**Instructions to follow:**
Give as output the line that contains "# put a dot on each instance of the white table", followed by every remaining line of the entries, unchanged and with nothing added.

[The records Boundary: Start]

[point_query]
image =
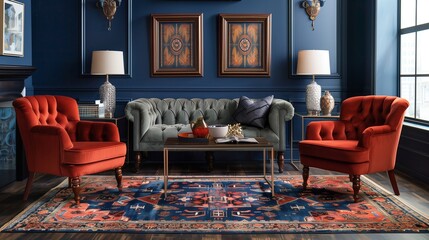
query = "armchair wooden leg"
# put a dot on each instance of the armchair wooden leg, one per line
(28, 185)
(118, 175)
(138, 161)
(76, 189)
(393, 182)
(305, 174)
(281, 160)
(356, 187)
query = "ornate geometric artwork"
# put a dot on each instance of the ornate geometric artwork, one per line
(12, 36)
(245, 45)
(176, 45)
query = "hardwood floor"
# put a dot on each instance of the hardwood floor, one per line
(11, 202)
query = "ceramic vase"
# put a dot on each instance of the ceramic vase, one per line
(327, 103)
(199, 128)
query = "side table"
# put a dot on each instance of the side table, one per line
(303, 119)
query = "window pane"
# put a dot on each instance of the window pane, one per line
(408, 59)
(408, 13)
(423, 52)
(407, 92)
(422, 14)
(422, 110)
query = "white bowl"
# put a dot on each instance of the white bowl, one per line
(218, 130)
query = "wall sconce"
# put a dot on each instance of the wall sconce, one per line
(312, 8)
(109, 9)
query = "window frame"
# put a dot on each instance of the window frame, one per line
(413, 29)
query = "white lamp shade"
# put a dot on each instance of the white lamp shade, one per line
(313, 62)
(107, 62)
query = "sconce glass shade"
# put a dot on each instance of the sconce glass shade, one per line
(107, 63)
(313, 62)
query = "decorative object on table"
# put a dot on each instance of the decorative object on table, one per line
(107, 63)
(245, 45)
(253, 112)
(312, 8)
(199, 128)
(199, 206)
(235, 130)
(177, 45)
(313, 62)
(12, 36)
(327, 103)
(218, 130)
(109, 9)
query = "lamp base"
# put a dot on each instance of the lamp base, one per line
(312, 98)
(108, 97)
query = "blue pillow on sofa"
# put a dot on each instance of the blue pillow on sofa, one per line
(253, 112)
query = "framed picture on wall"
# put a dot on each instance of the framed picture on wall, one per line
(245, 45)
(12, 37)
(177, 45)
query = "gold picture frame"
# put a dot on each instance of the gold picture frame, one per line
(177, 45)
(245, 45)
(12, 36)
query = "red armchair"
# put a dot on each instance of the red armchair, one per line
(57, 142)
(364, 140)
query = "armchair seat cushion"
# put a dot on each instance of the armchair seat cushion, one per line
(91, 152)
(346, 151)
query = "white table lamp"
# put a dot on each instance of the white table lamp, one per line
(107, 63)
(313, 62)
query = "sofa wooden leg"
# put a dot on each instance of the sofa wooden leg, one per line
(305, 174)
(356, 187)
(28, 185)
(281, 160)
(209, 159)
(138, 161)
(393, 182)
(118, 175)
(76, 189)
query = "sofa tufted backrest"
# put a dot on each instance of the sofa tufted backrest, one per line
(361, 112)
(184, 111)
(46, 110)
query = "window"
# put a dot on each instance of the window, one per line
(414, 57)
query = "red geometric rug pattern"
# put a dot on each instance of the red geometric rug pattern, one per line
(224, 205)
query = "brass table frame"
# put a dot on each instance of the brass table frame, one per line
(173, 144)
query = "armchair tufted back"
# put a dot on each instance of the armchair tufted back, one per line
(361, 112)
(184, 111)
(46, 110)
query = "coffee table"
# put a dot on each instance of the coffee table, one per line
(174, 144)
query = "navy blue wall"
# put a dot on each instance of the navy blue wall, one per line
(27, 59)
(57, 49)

[The records Boundary: End]

**Task solution:**
# put a dot on each instance of the white table lamp, one per line
(107, 63)
(313, 62)
query = "sofa wooden leg"
# put a dot on each instance of the sofa wooden leg, one per line
(305, 174)
(356, 187)
(28, 185)
(281, 160)
(209, 159)
(138, 161)
(393, 182)
(118, 175)
(76, 189)
query = "sofa tufted backrest"
# put a dot on each instance of the sofa tufted backrest, one per line
(361, 112)
(184, 111)
(46, 110)
query = "window"
# put a dot on each instance of the window, one per line
(414, 57)
query = "red geometric rug pattern"
# put a dot on each instance of the red geometric rug pattern, one per line
(224, 205)
query = "brass table frame"
# put a dot on each instance of the brass table frame, one per line
(173, 144)
query = "armchair tufted back"
# put a dot on each instance of the armchair tufted back, one per line
(361, 112)
(184, 111)
(46, 110)
query = "coffee table"
# put a dot on each instance of the coffee table, one per line
(174, 144)
query = "navy blue wall"
# put a dot on each instance of the navy blue wall, one per line
(27, 59)
(57, 49)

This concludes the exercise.